> [PROVIDED RECORDS]:
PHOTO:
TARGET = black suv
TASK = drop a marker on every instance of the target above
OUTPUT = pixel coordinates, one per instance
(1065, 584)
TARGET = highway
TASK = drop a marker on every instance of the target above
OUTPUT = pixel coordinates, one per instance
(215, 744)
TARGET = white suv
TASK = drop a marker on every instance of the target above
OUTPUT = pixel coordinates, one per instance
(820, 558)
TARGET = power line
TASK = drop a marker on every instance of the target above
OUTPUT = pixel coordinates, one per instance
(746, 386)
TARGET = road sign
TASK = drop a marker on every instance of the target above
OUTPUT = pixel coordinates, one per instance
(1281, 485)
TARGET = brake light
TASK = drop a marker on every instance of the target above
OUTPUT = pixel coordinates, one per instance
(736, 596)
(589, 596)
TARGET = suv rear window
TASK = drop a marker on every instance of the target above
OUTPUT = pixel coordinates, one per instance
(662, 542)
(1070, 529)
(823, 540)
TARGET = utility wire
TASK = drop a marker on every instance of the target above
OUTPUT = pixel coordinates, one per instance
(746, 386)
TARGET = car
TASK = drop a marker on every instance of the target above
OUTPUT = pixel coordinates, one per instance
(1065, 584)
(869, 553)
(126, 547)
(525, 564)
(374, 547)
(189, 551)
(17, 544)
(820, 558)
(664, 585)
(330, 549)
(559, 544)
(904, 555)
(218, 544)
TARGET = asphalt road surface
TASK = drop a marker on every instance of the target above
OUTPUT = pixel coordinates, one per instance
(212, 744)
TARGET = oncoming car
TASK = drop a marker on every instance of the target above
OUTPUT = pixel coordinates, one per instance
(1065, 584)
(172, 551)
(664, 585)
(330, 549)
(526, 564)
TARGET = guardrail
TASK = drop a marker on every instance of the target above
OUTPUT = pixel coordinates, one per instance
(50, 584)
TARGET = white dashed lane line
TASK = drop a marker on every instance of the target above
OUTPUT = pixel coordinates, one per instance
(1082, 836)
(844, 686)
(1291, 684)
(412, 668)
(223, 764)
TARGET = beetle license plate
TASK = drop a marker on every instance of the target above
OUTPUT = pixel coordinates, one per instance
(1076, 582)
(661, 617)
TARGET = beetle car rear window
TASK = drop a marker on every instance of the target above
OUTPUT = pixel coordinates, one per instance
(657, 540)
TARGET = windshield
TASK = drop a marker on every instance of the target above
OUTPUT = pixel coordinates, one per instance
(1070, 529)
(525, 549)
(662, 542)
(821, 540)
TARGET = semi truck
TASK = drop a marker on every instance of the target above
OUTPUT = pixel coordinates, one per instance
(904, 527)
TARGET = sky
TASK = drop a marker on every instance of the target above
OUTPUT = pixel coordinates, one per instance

> [TASK BRIEF]: Render the listing above as a Markdown table with the columns Row and Line, giving each line its own numbered row and omitting any blank lines.

> [EXERCISE RESPONSE]:
| Row | Line |
|---|---|
| 1 | PHOTO: |
| 2 | TARGET = black suv |
| 3 | TASK = drop a marker on every instance of the target above |
| 4 | OUTPUT = pixel coordinates, one per instance |
| 5 | (1065, 584) |
| 6 | TARGET = highway |
| 7 | TASK = drop a marker on every instance of the target above |
| 8 | OUTPUT = pixel coordinates, one per instance |
| 9 | (215, 744) |
| 10 | TARGET = white suv |
| 11 | TASK = drop a marker on every instance of the target above |
| 12 | OUTPUT = pixel coordinates, one per instance |
| 13 | (820, 558) |
| 14 | TARGET = power line |
| 15 | TASK = drop a marker on every instance of the target above |
| 16 | OUTPUT = pixel coordinates, one per instance |
| 17 | (746, 386) |
| 18 | TARGET = road sign |
| 19 | TASK = drop a marker on every instance of the target above |
| 20 | OUTPUT = pixel coordinates, one per instance |
| 21 | (1281, 485) |
| 22 | TARGET = brake light |
| 23 | TASK = drop a marker on every instance of the target above |
| 24 | OUTPUT = pixel coordinates, one per instance |
| 25 | (736, 596) |
| 26 | (589, 596) |
| 27 | TARGET = suv rear window |
| 28 | TASK = drop a marker on every instance of the target above |
| 29 | OUTPUT = pixel coordinates, one per instance |
| 30 | (662, 542) |
| 31 | (1070, 529) |
| 32 | (823, 540) |
| 33 | TARGET = utility wire |
| 34 | TASK = drop a marker on every instance of the target above |
| 35 | OUTPUT = pixel coordinates, one per instance |
| 36 | (746, 386) |
| 37 | TARGET = car |
| 38 | TASK = drop a marker on every instance of the target above |
| 39 | OUTPUT = pixel coordinates, one per instance |
| 40 | (1065, 584) |
| 41 | (869, 553) |
| 42 | (126, 547) |
| 43 | (525, 564) |
| 44 | (374, 547) |
| 45 | (189, 551) |
| 46 | (17, 544) |
| 47 | (820, 558) |
| 48 | (664, 585) |
| 49 | (330, 549) |
| 50 | (559, 544) |
| 51 | (904, 555) |
| 52 | (218, 544) |
| 53 | TARGET = asphalt road surface |
| 54 | TASK = drop a marker on every instance of the target above |
| 55 | OUTPUT = pixel coordinates, one per instance |
| 56 | (212, 744) |
| 57 | TARGET = oncoming car |
| 58 | TASK = drop a marker on every instance of the target above |
| 59 | OUTPUT = pixel coordinates, one per instance |
| 60 | (1065, 584) |
| 61 | (172, 551) |
| 62 | (664, 585) |
| 63 | (330, 549) |
| 64 | (526, 564) |
| 65 | TARGET = guardrail |
| 66 | TASK = drop a marker on every instance of the target above |
| 67 | OUTPUT = pixel coordinates, one per instance |
| 68 | (50, 584) |
| 69 | TARGET = white dashed lane line |
| 70 | TASK = drop a marker on every instance of the target above |
| 71 | OUTPUT = pixel coordinates, one per instance |
| 72 | (1082, 836) |
| 73 | (844, 686) |
| 74 | (1291, 684) |
| 75 | (412, 668) |
| 76 | (223, 764) |
| 77 | TARGET = beetle license plate |
| 78 | TASK = drop a marker on every instance of the target above |
| 79 | OUTPUT = pixel coordinates, one per instance |
| 80 | (1076, 582) |
| 81 | (661, 617) |
| 82 | TARGET = beetle car rear window |
| 83 | TASK = drop a marker on every instance of the target above |
| 84 | OUTPUT = pixel coordinates, one per instance |
| 85 | (657, 540) |
| 86 | TARGET = windshield |
| 87 | TASK = drop a marker on every instance of the target above |
| 88 | OUTPUT = pixel coordinates, one per instance |
| 89 | (1070, 529) |
| 90 | (525, 549) |
| 91 | (662, 542) |
| 92 | (821, 540) |
| 93 | TARGET = semi truck |
| 94 | TASK = drop a marker on every instance of the target above |
| 95 | OUTPUT = pixel coordinates, one per instance |
| 96 | (904, 527) |
| 97 | TARGET = sky |
| 98 | TASK = drop a marker on every instance of the target above |
| 99 | OUTPUT = pixel coordinates, one per instance |